<<<<

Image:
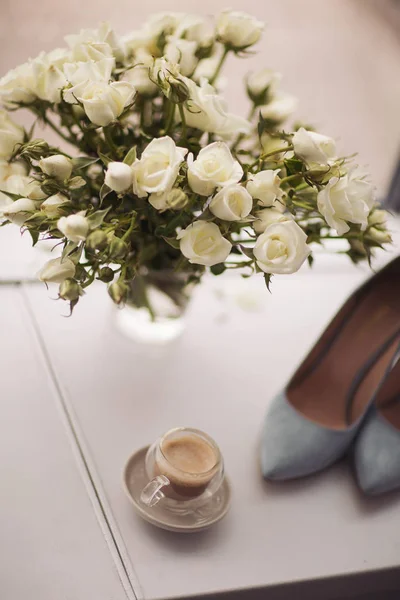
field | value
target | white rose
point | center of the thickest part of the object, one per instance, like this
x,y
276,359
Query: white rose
x,y
52,204
94,44
20,185
119,176
312,147
214,167
18,85
8,170
20,210
33,190
11,134
348,199
104,102
203,244
57,270
182,52
158,167
163,22
58,166
231,203
238,29
207,111
168,78
380,235
74,227
267,216
206,69
138,76
79,74
282,248
49,76
280,108
378,217
264,186
106,34
259,82
174,199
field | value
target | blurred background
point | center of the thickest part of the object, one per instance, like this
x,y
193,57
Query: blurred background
x,y
341,58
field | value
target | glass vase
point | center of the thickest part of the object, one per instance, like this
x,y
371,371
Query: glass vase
x,y
155,311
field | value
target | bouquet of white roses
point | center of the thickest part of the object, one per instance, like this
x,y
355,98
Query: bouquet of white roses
x,y
157,177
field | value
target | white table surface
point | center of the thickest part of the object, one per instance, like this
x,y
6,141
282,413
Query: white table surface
x,y
240,346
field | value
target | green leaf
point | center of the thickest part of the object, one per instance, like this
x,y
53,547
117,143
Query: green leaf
x,y
81,162
293,166
96,219
104,191
172,242
105,159
267,279
34,236
206,215
246,251
69,248
76,183
218,269
131,156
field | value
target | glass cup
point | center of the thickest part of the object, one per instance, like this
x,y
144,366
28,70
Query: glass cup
x,y
185,469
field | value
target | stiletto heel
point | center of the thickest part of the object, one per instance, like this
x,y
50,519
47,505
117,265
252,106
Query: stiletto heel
x,y
313,422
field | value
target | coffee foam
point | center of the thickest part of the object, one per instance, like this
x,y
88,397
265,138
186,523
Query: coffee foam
x,y
187,460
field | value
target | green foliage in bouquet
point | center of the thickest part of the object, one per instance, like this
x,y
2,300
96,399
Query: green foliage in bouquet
x,y
156,176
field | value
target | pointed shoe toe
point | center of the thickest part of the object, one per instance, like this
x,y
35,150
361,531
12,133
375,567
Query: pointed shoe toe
x,y
377,448
293,446
314,421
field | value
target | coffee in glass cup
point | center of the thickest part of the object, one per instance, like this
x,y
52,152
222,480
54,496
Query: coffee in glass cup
x,y
185,467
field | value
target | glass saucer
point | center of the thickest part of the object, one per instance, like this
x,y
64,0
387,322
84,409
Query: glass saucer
x,y
135,479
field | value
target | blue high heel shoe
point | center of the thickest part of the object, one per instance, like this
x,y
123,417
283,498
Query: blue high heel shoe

>>>>

Objective: All records should be output exactly, with the pictures left out.

The response:
Image:
field | value
target | white rose
point | center of the thickest part of the object, one per instance, like this
x,y
276,359
Query: white rose
x,y
52,204
94,44
20,185
119,176
312,147
214,167
18,85
8,170
20,210
33,190
11,134
348,199
104,102
203,244
57,270
182,52
158,167
163,22
58,166
231,203
238,29
207,111
168,78
380,235
74,227
267,216
206,69
138,76
79,74
282,248
49,76
280,108
378,217
264,186
106,34
259,82
174,199
field | value
target | blurred background
point | center of the thickest part of the object, one per instance, like this
x,y
193,57
Query: blurred background
x,y
341,58
field | value
target | glass vase
point | center of the thickest part of the object, one per instance, like this
x,y
371,371
Query: glass vase
x,y
155,311
field | value
target | bouquet of white roses
point | center of the thickest part of the object, one per instance, like this
x,y
355,98
Query: bouquet of white roses
x,y
157,177
field | value
target | white table surface
point | center of the thickest part of the object, one per instance, like this
x,y
6,141
282,413
Query: white table surface
x,y
240,346
field | value
target | green leaf
point | center of the thickest part of the object, one per instance, like this
x,y
53,547
117,143
Query: green leaf
x,y
81,162
293,166
96,219
104,191
172,242
105,159
267,279
34,236
206,215
246,251
69,248
76,183
218,269
131,156
field | value
target | glass cup
point | center of the thickest part of the object, one per instance, like this
x,y
144,366
28,70
Query: glass cup
x,y
185,469
field | value
target | stiletto heel
point | center of the thickest part of the object, one per instance, like this
x,y
50,519
47,505
117,265
252,106
Query: stiletto heel
x,y
313,422
field | value
target | coffee foam
point | center of the thickest part of the object, one per instance, like this
x,y
88,397
265,138
186,523
Query: coffee foam
x,y
187,460
field | value
target | green foliage in bouquet
point | center of the thickest part of the object, one per instance, like this
x,y
2,300
96,399
Query: green foliage in bouquet
x,y
156,176
field | value
target | pointed shoe toe
point | center of the thickest part of the object, one per instance, like this
x,y
35,150
361,531
12,133
375,567
Query: pointed shoe toe
x,y
377,448
293,446
314,421
field | value
target | coffee in glass cup
point | center of the thickest part of the object, one per instance, like this
x,y
52,152
222,480
54,496
Query: coffee in glass cup
x,y
185,467
field | value
target | glass saucer
point | center of the thickest part of the object, one per instance, like this
x,y
64,0
387,322
84,409
Query: glass saucer
x,y
135,479
field | value
target | blue high heel shoe
point | center of the thickest part of the object, one per instance, like this
x,y
123,417
283,498
Query: blue high heel shoe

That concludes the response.